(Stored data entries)

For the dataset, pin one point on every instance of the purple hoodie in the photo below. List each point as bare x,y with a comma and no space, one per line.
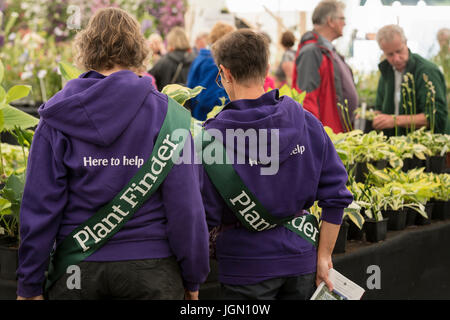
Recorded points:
98,117
316,173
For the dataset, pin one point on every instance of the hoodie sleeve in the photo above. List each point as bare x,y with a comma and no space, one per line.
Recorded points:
43,201
186,225
332,192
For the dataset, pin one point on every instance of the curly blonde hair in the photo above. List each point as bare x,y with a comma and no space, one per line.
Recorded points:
112,38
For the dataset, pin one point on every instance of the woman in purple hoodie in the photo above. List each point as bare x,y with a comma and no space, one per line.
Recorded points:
269,261
94,136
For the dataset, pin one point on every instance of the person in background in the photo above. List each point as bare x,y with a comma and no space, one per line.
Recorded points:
322,72
269,81
283,74
442,59
109,112
275,263
174,66
157,47
201,41
399,61
203,73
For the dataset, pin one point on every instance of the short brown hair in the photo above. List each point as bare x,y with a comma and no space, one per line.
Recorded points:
219,30
325,9
387,33
245,53
112,38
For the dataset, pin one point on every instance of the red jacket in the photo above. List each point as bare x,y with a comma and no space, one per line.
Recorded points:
314,72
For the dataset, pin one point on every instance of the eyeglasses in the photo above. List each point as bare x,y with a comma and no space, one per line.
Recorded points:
219,79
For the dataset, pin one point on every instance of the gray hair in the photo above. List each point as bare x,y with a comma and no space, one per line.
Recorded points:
387,33
326,9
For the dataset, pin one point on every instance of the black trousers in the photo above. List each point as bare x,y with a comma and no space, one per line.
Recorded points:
286,288
150,279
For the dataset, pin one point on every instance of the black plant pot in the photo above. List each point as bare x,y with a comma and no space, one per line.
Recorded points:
8,259
368,126
379,164
435,164
361,171
441,210
355,233
375,230
397,219
341,240
421,220
412,163
411,217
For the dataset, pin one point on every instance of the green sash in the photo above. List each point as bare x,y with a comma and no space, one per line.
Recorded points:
97,230
247,208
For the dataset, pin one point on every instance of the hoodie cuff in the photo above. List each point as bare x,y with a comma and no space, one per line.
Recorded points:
191,286
29,290
332,215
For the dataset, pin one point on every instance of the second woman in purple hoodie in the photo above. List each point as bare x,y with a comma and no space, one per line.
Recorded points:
92,138
275,263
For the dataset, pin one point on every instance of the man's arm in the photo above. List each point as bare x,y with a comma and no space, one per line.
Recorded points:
387,121
327,239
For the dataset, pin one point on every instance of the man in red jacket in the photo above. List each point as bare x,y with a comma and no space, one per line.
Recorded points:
322,72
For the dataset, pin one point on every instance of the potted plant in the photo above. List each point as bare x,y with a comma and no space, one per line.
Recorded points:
441,197
369,197
12,174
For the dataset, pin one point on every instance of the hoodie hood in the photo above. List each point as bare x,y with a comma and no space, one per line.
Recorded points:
266,112
96,108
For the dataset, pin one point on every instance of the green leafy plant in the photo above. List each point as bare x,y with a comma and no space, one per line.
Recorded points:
369,114
430,104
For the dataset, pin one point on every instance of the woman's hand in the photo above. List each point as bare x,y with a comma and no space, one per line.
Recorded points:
324,264
383,121
41,297
190,295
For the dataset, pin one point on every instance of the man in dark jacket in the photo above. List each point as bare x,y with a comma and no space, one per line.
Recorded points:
403,68
322,72
174,66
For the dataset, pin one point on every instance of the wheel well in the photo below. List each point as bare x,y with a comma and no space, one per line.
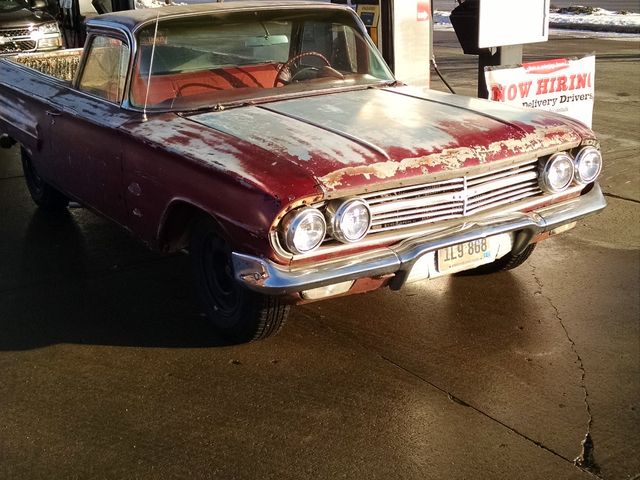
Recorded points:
179,219
176,228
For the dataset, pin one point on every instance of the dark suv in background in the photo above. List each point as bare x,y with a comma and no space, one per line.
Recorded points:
27,27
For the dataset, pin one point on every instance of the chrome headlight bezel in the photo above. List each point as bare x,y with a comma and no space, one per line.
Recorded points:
294,221
547,170
338,211
582,157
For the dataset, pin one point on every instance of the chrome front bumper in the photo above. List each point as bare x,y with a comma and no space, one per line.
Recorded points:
272,279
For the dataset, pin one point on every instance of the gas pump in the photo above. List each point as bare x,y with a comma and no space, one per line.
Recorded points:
403,32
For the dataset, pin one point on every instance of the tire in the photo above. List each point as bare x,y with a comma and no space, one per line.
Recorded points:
508,262
43,194
239,314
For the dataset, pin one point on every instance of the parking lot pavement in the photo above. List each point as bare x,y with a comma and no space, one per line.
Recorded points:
109,370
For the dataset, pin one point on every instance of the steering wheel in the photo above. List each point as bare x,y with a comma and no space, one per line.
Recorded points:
286,67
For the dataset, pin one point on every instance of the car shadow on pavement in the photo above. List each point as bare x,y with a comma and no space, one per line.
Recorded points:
61,288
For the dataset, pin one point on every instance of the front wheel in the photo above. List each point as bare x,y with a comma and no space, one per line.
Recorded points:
508,262
236,312
43,194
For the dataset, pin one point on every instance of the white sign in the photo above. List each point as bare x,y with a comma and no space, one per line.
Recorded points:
513,22
411,42
562,85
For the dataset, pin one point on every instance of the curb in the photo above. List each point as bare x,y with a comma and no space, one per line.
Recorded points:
595,27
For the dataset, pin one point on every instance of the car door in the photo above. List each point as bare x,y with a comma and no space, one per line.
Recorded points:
84,128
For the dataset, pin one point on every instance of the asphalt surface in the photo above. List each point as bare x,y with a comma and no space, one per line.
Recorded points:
108,370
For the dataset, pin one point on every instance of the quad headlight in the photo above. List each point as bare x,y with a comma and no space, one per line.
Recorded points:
349,221
557,173
303,230
588,165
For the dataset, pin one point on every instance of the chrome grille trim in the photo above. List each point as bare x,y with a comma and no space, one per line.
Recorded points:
432,202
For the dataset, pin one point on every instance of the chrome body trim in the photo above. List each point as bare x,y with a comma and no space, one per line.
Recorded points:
269,278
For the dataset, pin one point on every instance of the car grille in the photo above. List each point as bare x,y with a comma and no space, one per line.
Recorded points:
456,198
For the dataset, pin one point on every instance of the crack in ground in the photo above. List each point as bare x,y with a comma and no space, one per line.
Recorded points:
453,398
461,402
586,459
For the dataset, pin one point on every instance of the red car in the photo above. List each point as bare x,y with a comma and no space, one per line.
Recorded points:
272,141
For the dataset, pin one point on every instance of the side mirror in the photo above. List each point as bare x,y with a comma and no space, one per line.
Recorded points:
38,4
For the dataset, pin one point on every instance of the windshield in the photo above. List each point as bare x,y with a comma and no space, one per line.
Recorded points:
11,5
199,62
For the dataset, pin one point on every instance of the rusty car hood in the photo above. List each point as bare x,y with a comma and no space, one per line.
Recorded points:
349,141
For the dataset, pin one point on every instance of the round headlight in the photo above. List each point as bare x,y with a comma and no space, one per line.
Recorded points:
349,221
557,173
588,165
304,230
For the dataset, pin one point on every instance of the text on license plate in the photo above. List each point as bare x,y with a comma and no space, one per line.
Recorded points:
467,253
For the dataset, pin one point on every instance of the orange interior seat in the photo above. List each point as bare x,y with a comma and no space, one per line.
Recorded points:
166,87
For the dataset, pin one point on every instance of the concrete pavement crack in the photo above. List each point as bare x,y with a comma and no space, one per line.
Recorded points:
463,403
453,398
586,459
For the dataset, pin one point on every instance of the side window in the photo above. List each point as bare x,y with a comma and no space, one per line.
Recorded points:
336,42
105,70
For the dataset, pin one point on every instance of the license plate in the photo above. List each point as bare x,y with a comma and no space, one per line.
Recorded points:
463,254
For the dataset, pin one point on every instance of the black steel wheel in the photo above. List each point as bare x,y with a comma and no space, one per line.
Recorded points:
43,194
508,262
239,314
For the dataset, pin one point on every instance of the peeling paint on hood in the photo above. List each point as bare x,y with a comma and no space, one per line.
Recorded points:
357,139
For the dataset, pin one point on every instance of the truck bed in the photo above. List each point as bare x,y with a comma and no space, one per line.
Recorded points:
61,64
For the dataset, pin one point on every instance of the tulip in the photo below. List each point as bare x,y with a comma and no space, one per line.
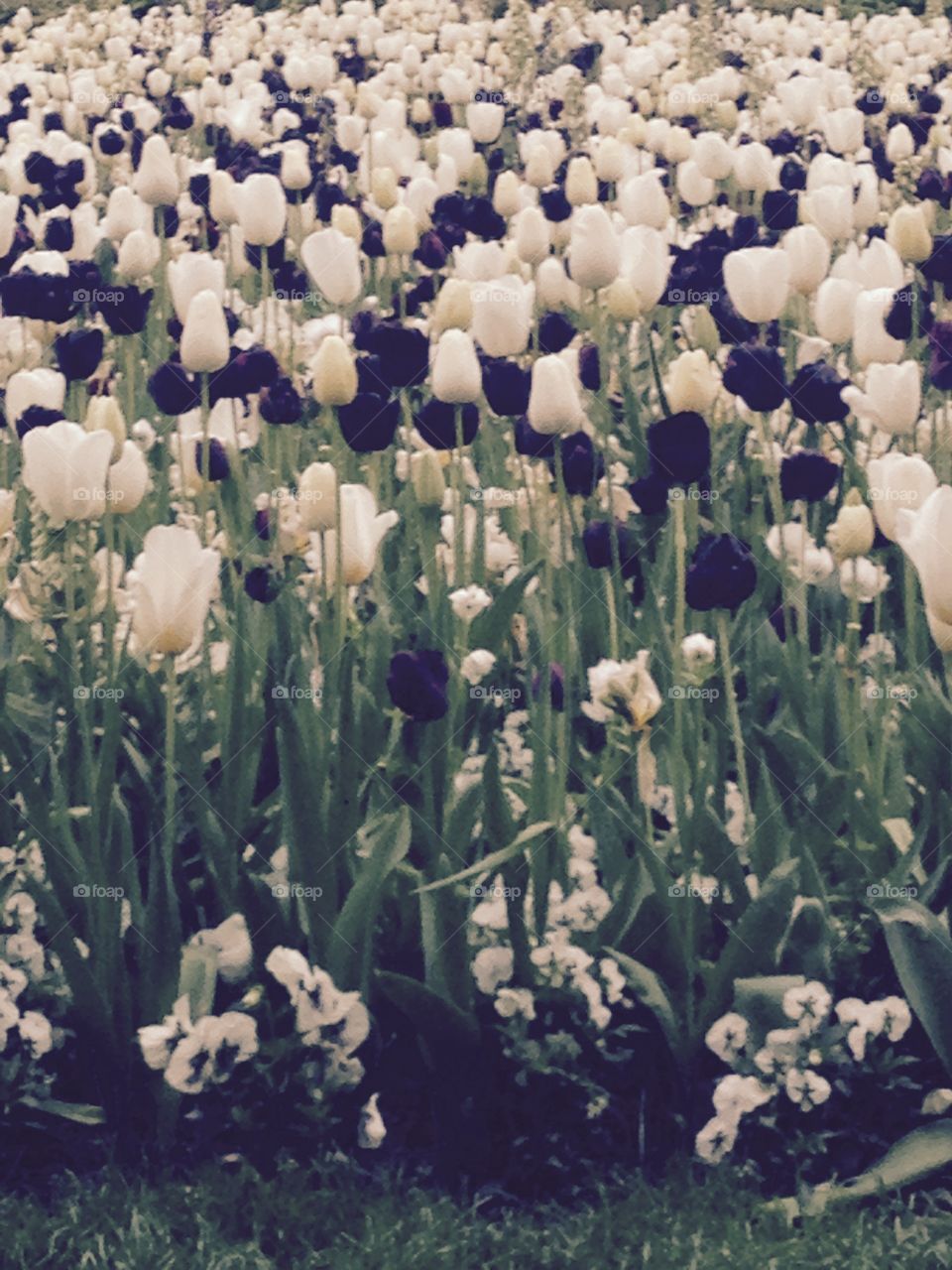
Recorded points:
502,317
333,262
553,398
892,399
758,282
897,483
871,340
204,334
157,182
317,497
594,254
362,530
334,372
722,572
456,368
907,234
853,531
190,273
64,468
417,685
262,208
690,382
809,258
173,583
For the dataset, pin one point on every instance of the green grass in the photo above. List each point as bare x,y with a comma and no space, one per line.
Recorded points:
223,1220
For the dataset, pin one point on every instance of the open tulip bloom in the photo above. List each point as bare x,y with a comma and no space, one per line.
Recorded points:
475,513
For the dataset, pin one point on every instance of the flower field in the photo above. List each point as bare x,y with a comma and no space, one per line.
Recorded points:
476,543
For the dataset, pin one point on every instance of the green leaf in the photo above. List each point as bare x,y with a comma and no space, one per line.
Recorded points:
921,953
198,976
350,948
497,858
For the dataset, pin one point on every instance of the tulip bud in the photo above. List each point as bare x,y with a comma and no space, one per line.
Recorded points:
317,497
426,476
400,231
453,307
204,334
855,529
104,414
334,372
907,234
690,384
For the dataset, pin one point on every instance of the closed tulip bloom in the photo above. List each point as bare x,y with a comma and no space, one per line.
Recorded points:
334,372
157,181
317,497
897,483
400,231
594,254
643,200
333,262
64,468
809,258
139,255
892,398
754,168
104,414
553,398
758,282
456,368
190,273
128,480
853,531
262,208
830,209
362,530
834,309
907,234
925,536
645,263
712,157
485,121
502,317
690,382
204,335
871,340
173,583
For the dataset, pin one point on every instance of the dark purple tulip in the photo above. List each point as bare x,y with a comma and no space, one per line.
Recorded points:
173,389
506,386
679,447
815,394
807,475
417,684
370,422
79,352
583,466
722,572
280,402
757,375
436,423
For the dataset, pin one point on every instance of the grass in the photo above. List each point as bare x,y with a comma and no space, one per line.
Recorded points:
235,1220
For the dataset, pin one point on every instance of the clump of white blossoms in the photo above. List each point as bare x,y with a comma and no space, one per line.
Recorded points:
798,1062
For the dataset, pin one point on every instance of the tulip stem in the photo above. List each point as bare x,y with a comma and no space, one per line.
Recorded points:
734,716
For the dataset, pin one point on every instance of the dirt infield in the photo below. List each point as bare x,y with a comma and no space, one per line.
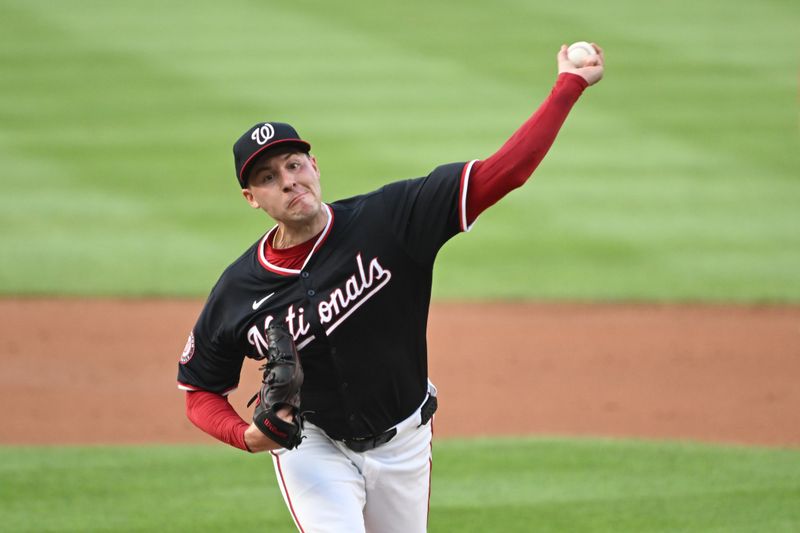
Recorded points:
103,371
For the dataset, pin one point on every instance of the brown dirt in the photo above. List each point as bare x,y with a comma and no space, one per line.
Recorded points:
103,371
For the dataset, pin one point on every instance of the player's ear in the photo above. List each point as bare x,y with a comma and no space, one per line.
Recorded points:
314,163
248,196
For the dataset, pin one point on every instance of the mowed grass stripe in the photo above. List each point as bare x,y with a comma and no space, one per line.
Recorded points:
503,484
673,180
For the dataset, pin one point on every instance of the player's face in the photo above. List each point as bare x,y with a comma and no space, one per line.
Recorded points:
286,186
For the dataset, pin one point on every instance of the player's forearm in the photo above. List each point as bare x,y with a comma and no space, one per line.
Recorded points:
214,414
512,165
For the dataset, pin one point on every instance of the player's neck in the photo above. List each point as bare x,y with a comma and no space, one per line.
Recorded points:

- **PROBLEM DETAILS**: Show all lines in the records above that hold "crack".

- **EXPECTED ANSWER**:
For the dataset, pin one point on every instance of the crack in ground in the photo above. List each point as bare x,y with a comma and no space, one per line.
For the dataset, pin one point on every instance of the concrete pavement crack in the photo above. List each point as bare x,y with a comma and no space, one per line.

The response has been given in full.